Starting at the line that contains "shirt and provide bounding boxes." and ending with the line that contains "[36,870,128,923]", write out those entries again with "teal" swapped for "green" and nothing else altered.

Dataset rows:
::::::::

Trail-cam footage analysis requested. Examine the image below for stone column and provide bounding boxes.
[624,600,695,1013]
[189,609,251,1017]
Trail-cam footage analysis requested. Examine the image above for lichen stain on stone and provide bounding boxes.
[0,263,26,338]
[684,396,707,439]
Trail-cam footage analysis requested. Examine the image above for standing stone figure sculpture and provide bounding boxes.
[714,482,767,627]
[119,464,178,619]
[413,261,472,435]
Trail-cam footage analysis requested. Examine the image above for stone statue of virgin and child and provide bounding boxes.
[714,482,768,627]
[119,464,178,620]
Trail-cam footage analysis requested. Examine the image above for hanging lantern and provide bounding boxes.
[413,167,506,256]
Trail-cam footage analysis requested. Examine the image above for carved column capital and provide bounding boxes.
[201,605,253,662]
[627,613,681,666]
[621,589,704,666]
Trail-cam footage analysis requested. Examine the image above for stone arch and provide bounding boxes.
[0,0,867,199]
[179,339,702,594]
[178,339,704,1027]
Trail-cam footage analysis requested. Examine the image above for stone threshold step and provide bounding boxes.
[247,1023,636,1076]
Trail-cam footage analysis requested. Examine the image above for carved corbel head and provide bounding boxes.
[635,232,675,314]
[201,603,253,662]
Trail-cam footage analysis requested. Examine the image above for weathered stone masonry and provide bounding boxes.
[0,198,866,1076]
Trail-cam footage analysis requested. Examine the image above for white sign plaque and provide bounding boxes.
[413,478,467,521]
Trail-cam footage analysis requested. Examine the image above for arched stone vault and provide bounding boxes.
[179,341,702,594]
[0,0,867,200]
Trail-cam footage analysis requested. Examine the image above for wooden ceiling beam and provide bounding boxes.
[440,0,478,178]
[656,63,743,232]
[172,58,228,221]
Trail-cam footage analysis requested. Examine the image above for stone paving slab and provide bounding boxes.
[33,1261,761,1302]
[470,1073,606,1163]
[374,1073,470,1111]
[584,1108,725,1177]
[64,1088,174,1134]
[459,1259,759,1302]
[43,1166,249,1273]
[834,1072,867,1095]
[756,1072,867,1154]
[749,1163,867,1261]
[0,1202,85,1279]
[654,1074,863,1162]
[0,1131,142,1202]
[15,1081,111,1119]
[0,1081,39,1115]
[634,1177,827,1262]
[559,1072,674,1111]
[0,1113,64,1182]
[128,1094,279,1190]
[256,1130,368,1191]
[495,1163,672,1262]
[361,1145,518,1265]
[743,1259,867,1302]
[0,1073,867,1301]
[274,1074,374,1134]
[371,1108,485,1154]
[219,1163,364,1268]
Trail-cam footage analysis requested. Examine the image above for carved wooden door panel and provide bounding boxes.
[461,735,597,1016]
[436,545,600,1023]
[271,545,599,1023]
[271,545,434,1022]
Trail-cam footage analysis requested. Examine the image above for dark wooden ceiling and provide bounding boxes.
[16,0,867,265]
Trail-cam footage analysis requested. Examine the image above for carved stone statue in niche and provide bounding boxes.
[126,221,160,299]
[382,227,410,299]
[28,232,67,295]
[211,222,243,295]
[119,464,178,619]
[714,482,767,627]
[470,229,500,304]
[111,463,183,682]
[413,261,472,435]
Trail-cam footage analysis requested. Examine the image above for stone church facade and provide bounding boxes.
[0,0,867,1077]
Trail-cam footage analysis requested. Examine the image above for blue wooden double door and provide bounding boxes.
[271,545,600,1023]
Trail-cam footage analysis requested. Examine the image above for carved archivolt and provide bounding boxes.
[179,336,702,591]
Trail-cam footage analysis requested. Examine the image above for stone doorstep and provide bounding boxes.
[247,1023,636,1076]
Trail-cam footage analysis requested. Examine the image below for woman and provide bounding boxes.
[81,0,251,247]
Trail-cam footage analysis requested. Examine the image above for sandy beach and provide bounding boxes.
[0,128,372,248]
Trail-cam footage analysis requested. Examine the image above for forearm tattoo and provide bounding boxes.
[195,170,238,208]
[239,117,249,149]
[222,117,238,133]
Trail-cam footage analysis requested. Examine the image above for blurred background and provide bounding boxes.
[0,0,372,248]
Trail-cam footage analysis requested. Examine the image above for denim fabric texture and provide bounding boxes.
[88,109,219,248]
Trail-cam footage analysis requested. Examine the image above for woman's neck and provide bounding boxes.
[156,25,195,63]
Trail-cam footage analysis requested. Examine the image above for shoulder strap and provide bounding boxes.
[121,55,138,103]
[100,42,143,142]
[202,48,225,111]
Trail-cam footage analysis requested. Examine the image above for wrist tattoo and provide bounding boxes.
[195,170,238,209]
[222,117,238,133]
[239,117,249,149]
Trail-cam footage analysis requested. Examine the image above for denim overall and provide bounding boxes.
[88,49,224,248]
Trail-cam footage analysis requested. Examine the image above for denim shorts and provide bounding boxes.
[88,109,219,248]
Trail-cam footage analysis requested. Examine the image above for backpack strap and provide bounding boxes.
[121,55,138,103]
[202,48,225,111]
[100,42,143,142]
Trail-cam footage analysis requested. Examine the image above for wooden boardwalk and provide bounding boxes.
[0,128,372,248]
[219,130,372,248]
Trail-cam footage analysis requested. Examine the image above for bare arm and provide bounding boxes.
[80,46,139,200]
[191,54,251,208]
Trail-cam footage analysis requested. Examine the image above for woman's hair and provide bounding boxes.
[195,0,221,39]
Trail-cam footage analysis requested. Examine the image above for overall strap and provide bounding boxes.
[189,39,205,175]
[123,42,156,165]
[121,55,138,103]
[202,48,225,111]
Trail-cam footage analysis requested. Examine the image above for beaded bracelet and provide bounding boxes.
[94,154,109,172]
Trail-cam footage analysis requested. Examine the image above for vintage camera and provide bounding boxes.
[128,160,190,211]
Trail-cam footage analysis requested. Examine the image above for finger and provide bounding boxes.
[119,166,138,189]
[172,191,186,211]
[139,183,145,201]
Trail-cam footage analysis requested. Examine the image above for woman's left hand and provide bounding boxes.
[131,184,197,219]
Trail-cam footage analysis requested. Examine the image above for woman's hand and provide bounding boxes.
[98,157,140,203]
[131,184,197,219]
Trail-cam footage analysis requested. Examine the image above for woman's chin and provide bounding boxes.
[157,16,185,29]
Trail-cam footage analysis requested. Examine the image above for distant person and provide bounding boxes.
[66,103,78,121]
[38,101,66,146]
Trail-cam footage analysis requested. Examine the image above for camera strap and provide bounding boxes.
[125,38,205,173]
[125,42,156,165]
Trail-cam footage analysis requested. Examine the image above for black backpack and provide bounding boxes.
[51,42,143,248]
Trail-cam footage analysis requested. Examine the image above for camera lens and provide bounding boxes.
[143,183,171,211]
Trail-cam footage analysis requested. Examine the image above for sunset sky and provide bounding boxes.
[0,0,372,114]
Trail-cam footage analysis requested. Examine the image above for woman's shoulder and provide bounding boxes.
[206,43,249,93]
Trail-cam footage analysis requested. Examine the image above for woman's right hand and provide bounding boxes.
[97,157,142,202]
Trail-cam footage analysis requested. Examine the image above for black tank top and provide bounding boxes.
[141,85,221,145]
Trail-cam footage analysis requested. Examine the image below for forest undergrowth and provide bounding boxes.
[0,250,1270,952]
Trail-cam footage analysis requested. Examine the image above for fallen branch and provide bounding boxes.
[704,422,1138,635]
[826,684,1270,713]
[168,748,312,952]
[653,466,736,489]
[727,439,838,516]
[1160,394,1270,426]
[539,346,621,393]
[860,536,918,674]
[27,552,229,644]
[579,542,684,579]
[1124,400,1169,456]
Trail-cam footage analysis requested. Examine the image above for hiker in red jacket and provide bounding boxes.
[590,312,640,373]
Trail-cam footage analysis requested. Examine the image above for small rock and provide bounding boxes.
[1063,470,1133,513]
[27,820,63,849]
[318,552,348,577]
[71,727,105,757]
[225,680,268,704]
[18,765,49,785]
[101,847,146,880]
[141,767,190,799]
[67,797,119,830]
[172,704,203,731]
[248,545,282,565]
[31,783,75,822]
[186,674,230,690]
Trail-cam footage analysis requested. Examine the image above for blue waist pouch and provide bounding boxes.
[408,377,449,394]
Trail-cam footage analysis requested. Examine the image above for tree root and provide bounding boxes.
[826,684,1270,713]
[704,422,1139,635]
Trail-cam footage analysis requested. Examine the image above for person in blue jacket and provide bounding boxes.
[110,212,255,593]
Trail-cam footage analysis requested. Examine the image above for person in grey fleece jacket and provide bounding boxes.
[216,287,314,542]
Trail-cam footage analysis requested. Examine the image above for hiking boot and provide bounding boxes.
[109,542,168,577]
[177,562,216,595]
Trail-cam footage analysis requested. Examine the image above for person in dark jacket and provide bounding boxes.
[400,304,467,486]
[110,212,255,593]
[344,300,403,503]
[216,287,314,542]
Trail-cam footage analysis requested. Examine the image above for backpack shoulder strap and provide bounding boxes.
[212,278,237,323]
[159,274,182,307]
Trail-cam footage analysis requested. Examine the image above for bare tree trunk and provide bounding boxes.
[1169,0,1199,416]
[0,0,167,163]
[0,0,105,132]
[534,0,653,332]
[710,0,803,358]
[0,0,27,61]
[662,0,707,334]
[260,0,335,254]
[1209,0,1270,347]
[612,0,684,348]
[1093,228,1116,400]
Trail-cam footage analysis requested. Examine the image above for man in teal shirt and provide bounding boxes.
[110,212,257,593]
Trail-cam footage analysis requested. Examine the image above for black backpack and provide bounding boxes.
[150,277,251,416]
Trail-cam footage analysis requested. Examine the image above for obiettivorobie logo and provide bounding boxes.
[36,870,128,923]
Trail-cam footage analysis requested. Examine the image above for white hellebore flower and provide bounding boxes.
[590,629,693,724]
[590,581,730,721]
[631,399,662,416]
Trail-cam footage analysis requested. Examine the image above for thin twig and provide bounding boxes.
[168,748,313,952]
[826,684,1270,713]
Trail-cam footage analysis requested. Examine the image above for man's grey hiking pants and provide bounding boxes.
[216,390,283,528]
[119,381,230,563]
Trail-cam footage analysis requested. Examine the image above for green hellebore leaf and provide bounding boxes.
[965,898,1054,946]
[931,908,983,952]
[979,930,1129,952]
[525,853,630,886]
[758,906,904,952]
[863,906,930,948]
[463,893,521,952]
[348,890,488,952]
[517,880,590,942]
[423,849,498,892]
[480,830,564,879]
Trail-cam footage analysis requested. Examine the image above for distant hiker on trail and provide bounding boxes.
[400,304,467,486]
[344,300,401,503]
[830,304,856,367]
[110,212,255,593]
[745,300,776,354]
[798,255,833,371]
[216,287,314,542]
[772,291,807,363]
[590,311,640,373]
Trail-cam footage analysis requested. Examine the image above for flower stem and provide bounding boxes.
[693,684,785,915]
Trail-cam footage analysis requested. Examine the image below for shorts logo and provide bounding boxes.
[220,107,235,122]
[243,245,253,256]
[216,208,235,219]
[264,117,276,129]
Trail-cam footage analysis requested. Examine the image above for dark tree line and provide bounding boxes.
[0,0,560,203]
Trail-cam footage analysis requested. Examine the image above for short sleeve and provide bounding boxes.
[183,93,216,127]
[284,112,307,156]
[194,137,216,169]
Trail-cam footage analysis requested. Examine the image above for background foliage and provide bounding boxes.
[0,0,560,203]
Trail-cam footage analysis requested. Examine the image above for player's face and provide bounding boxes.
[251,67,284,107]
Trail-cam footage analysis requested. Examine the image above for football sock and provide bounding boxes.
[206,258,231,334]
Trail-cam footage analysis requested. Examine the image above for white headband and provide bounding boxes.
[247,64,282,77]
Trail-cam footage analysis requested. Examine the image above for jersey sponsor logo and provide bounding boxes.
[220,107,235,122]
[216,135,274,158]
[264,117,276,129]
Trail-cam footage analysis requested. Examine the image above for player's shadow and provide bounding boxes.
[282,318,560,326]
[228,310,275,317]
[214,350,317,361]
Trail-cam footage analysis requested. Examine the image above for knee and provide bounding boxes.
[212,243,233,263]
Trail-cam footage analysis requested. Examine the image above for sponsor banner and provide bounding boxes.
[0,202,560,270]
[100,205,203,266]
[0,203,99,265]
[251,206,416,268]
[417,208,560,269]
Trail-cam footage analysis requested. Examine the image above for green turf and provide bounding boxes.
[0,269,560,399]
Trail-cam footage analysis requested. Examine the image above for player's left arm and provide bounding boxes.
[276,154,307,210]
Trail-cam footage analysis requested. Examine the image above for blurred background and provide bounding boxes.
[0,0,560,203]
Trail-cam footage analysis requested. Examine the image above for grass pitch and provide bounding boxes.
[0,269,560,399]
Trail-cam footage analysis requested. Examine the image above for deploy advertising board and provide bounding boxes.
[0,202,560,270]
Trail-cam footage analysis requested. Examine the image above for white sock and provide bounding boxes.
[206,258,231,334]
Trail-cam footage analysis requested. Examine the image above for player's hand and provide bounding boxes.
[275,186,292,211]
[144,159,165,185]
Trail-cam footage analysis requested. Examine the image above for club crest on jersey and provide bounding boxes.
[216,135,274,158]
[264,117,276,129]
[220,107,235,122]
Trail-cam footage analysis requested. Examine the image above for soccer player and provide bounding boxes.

::::::::

Solution –
Trail-cam footage analysis requested. Examine the image above for man in green shirt and provide bounding boxes.
[110,212,257,593]
Trail-cam footage analysis requested. Examine the image above for black backpack and provide bounding boxes.
[150,277,251,416]
Trail-cam footage analysis requested. Examine the image above for obiettivorobie logo and provide bounding boxes.
[36,870,128,923]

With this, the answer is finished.